-------- Entries shown --------
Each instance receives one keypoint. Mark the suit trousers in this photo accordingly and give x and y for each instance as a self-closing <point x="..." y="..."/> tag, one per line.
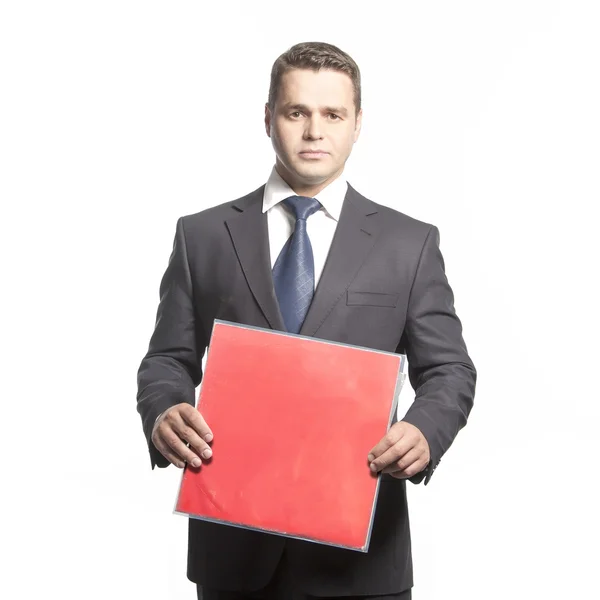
<point x="283" y="587"/>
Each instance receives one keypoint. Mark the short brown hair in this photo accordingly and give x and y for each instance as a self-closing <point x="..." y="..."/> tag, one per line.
<point x="314" y="56"/>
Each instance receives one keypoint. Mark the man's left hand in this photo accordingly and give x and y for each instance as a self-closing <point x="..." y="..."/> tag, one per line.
<point x="402" y="452"/>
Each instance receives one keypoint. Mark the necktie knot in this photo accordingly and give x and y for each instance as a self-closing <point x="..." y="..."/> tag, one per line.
<point x="302" y="206"/>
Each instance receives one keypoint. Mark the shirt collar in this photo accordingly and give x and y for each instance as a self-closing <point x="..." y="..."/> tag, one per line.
<point x="331" y="197"/>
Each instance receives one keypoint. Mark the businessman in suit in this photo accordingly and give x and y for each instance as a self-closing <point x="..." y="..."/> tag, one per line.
<point x="308" y="254"/>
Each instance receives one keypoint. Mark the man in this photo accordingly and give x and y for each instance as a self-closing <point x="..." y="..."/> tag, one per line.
<point x="308" y="254"/>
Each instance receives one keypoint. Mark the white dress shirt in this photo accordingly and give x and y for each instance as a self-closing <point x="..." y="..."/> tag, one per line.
<point x="320" y="226"/>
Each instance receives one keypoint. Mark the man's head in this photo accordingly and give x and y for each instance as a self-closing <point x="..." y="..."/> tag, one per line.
<point x="314" y="104"/>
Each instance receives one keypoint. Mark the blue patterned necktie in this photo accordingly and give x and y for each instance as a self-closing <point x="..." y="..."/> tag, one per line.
<point x="294" y="270"/>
--------
Update the stretch from the line containing "Each instance receives one keypoint. Mark the blue" through the end of the records by replacing "patterned" with "striped". Write those lines out again with nothing else changed.

Each instance receives one keypoint. Mark the blue striped necktie in this photo accordingly and give x and y for each instance as a self-closing <point x="..." y="..."/> tag, one per line.
<point x="294" y="270"/>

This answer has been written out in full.